§ **Texte cité**
--------------------------------------------------

Chronique de Jean Belotti


Alors que l'industrie du transport aérien est en pleine effervescence, Jean Belotti passe en revue l'historique et les causes de la concentration croissante des compagnies aériennes. Verra-t-on un jour, face aux monopoles qui font la loi, l'émergence de monopsones (groupements représentatifs des utilisateurs) ? Une analyse qui permet de mieux comprendre les enjeux actuels des alliances qui se nouent et se dénouent au gré des opportunités en Europe et aux États-Unis.


Rédigé par Jean Belotti le Mardi 11 Mars 2008

Ayant déjà longuement présenté les différentes situations de marchés (*) seul un bref rappel introductif devrait permettre de mieux comprendre ce qui se passe sur l’échiquier de l’aérien et d’apporter quelques éléments de réflexion, afin de savoir à qui profitent les rapprochements en cours et annoncés.

On se souvient que ce sont les Etats-Unis qui - ayant constaté les effets néfastes de l’existence de monopoles sur les consommateurs - ont été les premiers à voter, en 1890, la première loi anti-trust, le "Sherman act", puis, en 1914, le "Clayton act", avec comme objectif d’assurer une meilleure concurrence entre les entreprises.

L’acquisition de sociétés en amont ou en aval du processus de production (diversification verticale) ou de sociétés fabriquant le même produit (diversification horizontale) ayant également été interdite, s’est alors développée une croissance dite "conglomérale" consistant à acquérir tous autres types d’entreprises, généralement en difficulté et à l’émergence d’hyper-groupes multinationaux extrêmement puissants.

Retour de monopoles de plus en plus puissants

Composés de dizaines, voire de centaines de filiales aux imbrications les plus variées et subtiles et de participations croisées, il devint quasiment impossible de situer le centre des décisions et de démontrer que deux entreprises concurrentes sur un marché dépendaient, en fait, d’un même holding financier ("Les hyper-groupes suédois" du Professeur Jean Parent).

Force est de constater que cette évolution, dans un cadre de libre concurrence, a conduit au retour de monopoles de plus en plus puissants, qui, comme on le sait, pour maximiser leurs profits, produisent moins et pratiquent des prix élevés.

Le même processus de concentration s’est développé dans le transport aérien. Retenons l’émergence d’alliances globales (fait marquant dans le développement du marché du transport aérien civil) qui couvrent désormais plus de 70% du trafic mondial.

Quels en sont les prodromes ? Dès la fin de la guerre, l’organisation internationale du transport aérien avait été prévue sur la base d’une coopération en précisant qu’il conviendrait d’"éviter le gaspillage qu’entraîne la concurrence excessive entre les compagnies". Puis, est survenue la "deregulation" Carter.

--------------------------------------------------

§ **Série de tâches**
1 – Répondez à ces questions d'après la chronique sur la concentration des compagnies aériennes :
(a) En quelle année les États-Unis ont-ils voté la première loi anti-trust, et sous quel nom ?
(b) Comment s'appelle le type de croissance qui consiste à acquérir tous autres types d'entreprises ?
(c) Quelle part du trafic mondial les alliances globales couvrent-elles désormais ?
2 – Traduisez en anglais cette phrase de la chronique sur la concentration des compagnies aériennes : « Force est de constater que cette évolution, dans un cadre de libre concurrence, a conduit au retour de monopoles de plus en plus puissants, qui, comme on le sait, pour maximiser leurs profits, produisent moins et pratiquent des prix élevés. »

§ **Données brutes**
--------------------------------------------------

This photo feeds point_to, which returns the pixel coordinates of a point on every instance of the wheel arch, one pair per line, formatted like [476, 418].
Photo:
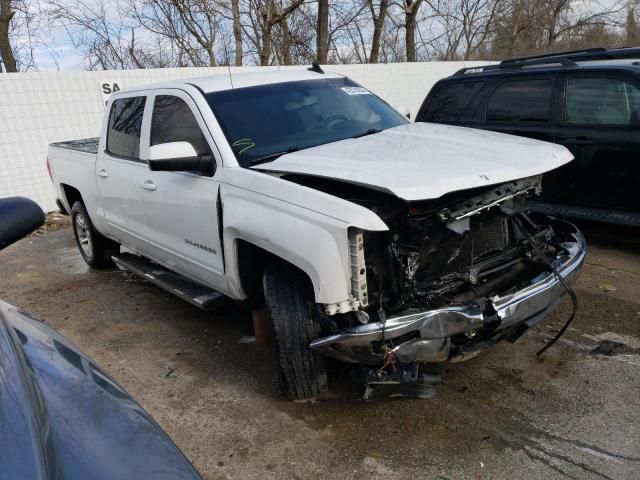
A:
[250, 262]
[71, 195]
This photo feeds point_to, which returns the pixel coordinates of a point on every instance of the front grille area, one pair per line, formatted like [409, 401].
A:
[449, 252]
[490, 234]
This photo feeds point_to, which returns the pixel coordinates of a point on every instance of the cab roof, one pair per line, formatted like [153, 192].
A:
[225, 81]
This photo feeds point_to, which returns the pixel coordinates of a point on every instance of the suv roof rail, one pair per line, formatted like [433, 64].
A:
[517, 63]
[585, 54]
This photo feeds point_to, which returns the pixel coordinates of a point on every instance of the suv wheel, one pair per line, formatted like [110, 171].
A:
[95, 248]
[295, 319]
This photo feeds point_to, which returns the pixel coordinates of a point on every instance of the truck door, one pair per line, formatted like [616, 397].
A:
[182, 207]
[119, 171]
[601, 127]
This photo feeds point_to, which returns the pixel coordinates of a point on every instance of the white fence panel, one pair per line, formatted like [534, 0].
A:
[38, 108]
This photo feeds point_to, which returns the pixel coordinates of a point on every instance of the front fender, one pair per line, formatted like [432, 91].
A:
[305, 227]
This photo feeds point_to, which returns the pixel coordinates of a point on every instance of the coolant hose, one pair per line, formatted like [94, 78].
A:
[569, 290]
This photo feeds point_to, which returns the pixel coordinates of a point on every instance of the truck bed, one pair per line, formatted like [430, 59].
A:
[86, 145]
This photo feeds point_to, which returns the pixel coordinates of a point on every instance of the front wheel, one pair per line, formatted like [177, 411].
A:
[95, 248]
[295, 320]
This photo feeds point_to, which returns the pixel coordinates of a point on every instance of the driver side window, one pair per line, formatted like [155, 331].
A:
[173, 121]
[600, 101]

--------------------------------------------------

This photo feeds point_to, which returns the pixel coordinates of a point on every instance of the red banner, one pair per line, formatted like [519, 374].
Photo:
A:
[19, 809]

--------------------------------------------------

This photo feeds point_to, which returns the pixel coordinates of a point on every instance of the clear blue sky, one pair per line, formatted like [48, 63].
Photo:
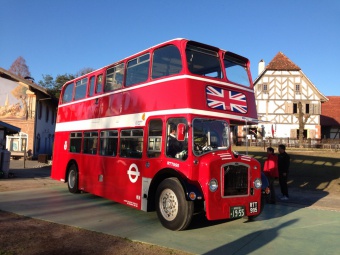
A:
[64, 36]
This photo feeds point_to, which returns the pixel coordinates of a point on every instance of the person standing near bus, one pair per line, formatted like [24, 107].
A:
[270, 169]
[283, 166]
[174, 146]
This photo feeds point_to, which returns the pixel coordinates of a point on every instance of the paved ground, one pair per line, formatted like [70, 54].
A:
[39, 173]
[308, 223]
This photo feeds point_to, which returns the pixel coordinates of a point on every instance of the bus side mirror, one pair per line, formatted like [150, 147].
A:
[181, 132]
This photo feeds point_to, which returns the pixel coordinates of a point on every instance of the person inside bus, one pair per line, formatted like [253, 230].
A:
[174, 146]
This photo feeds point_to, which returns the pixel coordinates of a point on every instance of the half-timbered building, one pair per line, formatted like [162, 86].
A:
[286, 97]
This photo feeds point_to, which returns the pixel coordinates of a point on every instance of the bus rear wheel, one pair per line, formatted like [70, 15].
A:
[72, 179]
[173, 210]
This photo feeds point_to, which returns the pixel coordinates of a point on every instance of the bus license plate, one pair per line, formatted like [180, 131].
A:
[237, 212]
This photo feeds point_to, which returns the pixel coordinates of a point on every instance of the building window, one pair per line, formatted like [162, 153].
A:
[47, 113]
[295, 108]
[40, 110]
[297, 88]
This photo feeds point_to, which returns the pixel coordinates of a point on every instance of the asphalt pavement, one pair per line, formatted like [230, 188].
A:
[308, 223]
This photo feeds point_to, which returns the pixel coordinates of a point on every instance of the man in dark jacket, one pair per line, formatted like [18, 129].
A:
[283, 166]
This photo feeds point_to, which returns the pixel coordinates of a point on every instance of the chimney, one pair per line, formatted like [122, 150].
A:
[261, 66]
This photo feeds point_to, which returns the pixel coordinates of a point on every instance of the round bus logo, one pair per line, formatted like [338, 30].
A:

--------------------------------------------------

§ **Réponses par tâche**
1 –
(a) En 1890 ; c'est le "Sherman act".
(b) La croissance dite "conglomérale".
(c) Plus de 70 % du trafic mondial.

2 – It must be acknowledged that this development, in a context of free competition, led to the return of increasingly powerful monopolies, which, as is well known, produce less and charge high prices in order to maximize their profits.